WORK TO DO
Could you copy out the lines below, starting with the first one and going on through the line with "[(272, 382)]", with every pixel coordinate in the logged answers shifted up by 133 and the pictures left out?

INPUT RECORDS
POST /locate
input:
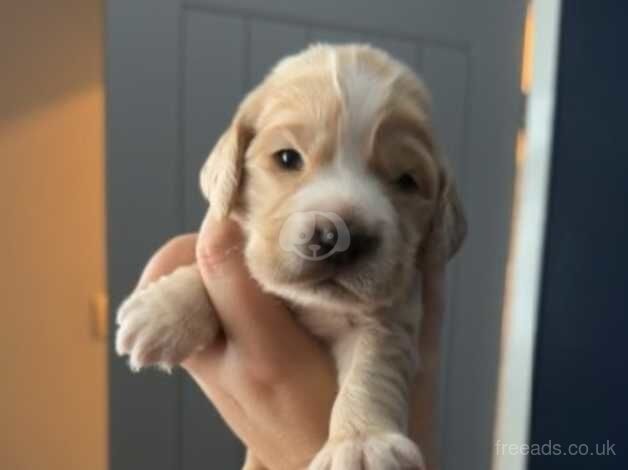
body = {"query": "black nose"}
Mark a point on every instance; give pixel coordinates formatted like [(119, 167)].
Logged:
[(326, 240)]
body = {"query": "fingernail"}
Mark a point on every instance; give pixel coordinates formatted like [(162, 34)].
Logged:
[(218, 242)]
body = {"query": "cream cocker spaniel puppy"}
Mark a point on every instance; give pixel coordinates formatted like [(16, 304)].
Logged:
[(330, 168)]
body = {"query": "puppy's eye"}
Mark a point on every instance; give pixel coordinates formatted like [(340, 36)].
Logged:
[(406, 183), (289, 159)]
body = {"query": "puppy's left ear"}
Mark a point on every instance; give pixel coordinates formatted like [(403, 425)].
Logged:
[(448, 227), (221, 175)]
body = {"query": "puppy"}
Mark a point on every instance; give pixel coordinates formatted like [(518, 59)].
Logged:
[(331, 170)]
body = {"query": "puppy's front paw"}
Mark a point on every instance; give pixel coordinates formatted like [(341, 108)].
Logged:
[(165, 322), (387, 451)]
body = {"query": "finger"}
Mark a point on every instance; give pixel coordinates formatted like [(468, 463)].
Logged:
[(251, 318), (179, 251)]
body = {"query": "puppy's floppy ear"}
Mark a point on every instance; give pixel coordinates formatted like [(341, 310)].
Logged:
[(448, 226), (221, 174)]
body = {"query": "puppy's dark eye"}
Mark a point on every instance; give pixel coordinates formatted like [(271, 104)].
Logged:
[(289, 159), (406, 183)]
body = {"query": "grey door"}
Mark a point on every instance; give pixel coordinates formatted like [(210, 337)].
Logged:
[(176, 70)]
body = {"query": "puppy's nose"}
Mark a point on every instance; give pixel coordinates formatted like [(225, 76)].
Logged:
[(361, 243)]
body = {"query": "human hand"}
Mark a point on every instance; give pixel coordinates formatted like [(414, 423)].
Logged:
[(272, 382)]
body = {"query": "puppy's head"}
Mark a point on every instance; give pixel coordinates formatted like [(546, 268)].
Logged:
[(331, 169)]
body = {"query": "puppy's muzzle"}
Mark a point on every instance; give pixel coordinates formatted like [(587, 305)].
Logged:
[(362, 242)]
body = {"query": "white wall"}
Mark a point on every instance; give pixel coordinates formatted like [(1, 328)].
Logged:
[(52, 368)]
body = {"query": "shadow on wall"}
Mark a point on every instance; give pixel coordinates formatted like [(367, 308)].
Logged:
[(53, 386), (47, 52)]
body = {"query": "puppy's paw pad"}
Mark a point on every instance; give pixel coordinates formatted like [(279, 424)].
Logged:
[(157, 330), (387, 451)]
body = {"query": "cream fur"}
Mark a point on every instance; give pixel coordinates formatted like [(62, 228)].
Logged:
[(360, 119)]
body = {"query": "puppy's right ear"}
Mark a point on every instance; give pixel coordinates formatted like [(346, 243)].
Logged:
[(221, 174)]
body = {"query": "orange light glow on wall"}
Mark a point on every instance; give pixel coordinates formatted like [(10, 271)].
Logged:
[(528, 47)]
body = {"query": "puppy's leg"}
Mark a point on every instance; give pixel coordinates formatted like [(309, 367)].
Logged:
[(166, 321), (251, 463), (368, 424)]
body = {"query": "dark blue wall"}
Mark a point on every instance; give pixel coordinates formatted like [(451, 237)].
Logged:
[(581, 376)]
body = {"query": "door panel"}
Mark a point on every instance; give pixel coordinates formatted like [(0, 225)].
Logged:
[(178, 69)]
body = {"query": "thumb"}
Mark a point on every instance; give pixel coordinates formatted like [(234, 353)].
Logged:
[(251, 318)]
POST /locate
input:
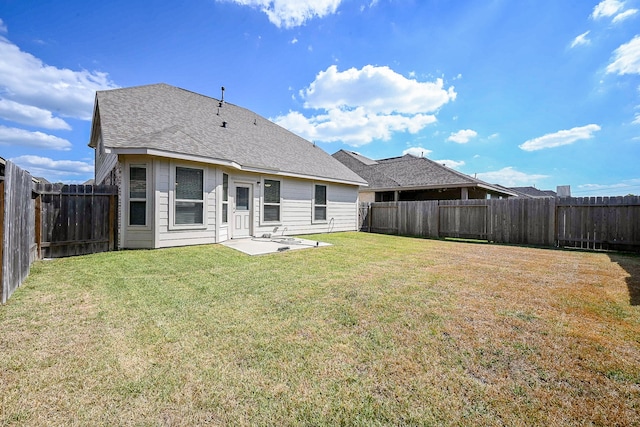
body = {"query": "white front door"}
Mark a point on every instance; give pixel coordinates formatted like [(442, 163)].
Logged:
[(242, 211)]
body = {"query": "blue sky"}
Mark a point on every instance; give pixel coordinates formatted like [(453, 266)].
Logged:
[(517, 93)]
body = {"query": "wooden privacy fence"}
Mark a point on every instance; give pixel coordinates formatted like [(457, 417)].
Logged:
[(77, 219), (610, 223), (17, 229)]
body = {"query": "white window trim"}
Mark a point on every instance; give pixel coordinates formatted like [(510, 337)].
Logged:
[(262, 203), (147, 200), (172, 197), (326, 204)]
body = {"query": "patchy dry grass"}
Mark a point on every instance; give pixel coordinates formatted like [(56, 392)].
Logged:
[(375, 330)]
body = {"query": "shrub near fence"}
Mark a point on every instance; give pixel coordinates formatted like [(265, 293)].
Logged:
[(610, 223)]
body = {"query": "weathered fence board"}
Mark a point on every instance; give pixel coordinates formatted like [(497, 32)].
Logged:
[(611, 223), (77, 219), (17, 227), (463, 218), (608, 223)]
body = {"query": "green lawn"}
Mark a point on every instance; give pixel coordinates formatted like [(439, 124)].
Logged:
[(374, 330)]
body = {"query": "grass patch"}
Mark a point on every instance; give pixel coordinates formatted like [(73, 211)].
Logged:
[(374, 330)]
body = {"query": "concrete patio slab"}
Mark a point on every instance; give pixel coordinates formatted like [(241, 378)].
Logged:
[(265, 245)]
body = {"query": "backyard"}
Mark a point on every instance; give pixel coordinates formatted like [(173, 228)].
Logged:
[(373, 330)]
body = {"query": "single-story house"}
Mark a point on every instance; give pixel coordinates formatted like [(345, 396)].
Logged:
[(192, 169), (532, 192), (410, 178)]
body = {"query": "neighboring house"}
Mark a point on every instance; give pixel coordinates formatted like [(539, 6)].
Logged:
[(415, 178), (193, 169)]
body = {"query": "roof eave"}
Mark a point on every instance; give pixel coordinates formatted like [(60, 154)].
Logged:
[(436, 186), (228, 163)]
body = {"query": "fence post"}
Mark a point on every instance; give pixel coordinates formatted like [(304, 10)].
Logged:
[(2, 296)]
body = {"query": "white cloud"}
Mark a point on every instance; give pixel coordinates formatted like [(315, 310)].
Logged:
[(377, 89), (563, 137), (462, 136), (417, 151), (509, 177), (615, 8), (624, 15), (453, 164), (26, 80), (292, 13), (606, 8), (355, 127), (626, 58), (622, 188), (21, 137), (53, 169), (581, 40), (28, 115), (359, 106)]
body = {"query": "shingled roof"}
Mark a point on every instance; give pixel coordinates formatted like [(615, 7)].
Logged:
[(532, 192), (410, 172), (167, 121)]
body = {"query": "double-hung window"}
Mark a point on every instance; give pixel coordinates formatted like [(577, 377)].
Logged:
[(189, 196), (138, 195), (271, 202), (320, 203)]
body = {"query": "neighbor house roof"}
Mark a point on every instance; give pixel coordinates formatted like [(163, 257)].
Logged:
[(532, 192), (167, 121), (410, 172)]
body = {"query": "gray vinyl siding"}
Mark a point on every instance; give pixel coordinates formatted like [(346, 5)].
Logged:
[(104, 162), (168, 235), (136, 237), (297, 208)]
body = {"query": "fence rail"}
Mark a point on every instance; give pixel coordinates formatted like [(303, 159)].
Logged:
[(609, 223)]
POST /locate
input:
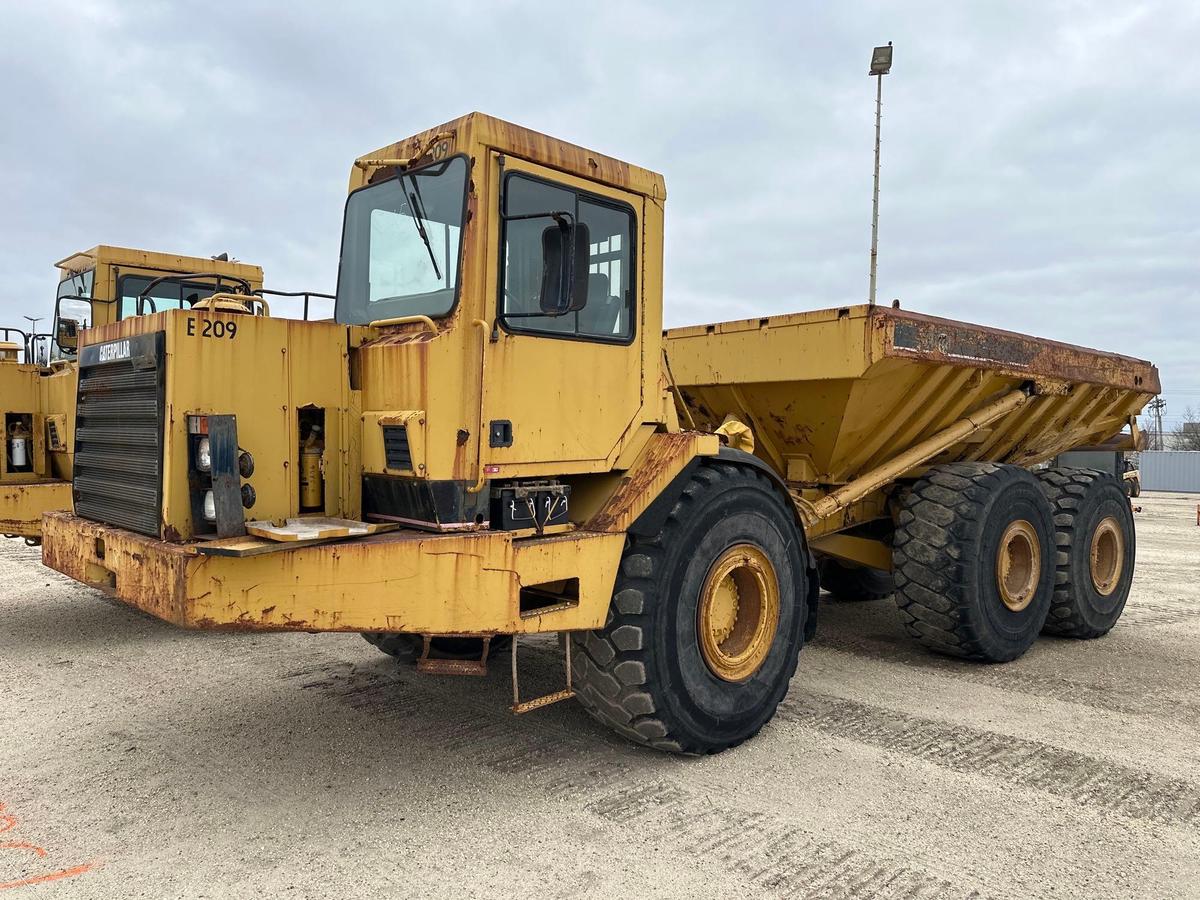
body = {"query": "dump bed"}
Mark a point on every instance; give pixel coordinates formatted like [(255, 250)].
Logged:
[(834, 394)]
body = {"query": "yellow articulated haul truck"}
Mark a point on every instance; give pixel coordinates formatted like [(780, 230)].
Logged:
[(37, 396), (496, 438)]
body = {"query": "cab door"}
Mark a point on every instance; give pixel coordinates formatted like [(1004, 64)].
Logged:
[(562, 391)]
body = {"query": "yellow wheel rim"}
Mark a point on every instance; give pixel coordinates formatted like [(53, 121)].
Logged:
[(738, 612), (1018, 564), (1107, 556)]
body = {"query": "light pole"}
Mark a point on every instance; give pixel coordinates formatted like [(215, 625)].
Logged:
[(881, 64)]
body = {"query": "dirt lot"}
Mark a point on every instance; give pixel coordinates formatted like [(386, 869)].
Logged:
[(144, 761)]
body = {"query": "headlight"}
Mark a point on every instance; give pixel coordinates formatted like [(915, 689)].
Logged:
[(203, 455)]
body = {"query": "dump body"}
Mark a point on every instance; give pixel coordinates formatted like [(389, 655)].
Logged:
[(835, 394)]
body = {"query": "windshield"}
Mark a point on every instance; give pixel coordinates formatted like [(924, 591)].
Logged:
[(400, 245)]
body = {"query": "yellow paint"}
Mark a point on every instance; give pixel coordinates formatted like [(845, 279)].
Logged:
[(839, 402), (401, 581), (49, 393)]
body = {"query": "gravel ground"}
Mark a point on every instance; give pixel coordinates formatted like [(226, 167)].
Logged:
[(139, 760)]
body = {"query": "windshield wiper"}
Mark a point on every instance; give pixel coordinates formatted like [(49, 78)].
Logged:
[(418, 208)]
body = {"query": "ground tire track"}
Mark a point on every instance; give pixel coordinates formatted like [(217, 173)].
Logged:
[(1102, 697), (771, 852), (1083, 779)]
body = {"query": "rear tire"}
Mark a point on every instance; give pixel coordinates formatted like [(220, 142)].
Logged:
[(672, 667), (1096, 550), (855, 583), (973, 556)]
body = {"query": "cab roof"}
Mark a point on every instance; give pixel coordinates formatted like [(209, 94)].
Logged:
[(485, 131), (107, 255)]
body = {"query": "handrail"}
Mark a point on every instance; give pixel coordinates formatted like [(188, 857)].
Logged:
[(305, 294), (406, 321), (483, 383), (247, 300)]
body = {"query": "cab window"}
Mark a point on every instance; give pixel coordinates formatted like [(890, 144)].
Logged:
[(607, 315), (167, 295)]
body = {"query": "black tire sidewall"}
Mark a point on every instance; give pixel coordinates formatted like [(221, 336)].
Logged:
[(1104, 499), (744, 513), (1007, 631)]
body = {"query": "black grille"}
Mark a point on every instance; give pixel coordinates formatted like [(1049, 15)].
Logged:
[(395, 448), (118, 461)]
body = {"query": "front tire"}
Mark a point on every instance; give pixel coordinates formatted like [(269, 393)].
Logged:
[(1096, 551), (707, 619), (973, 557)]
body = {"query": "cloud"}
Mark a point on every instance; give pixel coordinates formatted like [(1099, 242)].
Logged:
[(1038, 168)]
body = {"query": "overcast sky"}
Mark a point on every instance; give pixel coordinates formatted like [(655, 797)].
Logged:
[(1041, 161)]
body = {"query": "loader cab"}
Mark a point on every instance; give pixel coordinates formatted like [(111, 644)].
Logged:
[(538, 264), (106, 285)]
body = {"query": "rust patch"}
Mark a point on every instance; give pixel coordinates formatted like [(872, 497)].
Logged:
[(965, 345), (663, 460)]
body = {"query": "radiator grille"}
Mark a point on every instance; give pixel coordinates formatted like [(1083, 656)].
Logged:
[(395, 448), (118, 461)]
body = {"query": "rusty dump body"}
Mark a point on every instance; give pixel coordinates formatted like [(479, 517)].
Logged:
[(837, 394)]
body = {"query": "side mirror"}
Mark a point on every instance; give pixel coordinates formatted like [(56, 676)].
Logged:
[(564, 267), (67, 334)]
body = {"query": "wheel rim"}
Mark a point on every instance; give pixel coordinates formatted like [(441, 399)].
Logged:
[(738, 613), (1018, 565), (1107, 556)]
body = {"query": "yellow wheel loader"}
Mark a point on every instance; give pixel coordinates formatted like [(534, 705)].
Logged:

THE COMPLETED TASK
POST /locate
input:
body = {"query": "black nose"}
Mark a point on every instance; give pixel coordinates formatted like [(119, 167)].
Logged:
[(459, 373)]
body = {"query": "fingernail"}
Mark a point on every instance; give pixel coordinates formatted like [(162, 34)].
Logged:
[(351, 375)]
body = {"query": "cream cocker spaniel puppy"}
Mark a point on every instance; give pixel coordinates formatted like [(16, 304)].
Logged:
[(463, 301)]
body = {"query": "puppy's eye"}
Mark a point on every instance; give pixel coordinates formatted like [(340, 36)].
Logged:
[(539, 316), (422, 292)]
body = {"query": "puppy's left ear"}
Mark a point on every instance; give pixel coordinates formatted like [(403, 425)].
Logged:
[(581, 360), (354, 308)]
body = {"query": "puppy"}
Mark a point on every instance; give pixel coordinates formatted like [(518, 59)].
Logged:
[(464, 303)]
body = {"query": "puppy's front paw"}
Mark a point on every instance; give pixel coordinates formatted like [(341, 108)].
Logged:
[(298, 455), (520, 584)]
body = {"query": "finger"}
Mark a point on every instance; give pixel coordinates formatted like [(468, 463)].
Logged:
[(384, 451), (312, 384)]
body = {"query": "puppy's floppy ear"}
Mark a point on every instance; give pixel coordinates formatted like [(341, 310)].
Logged:
[(581, 359), (354, 307)]
body = {"query": "puppy's dark eye"}
Mark a point on every instance; give pixel coordinates formatted like [(271, 104)].
Logged:
[(422, 292), (539, 316)]
body = {"query": "grey door"}
Mark a point on every instance; give pixel coordinates formatted like [(210, 337)].
Logged:
[(309, 203)]
body = {"query": "puppy's nose"}
Mark a point on every instance; give pixel coordinates formatted like [(225, 76)].
Logged:
[(494, 376)]
body = {"query": "human hand"}
Mark a point on every instance; give pixel coordinates formatted like [(414, 423)].
Logged:
[(405, 515)]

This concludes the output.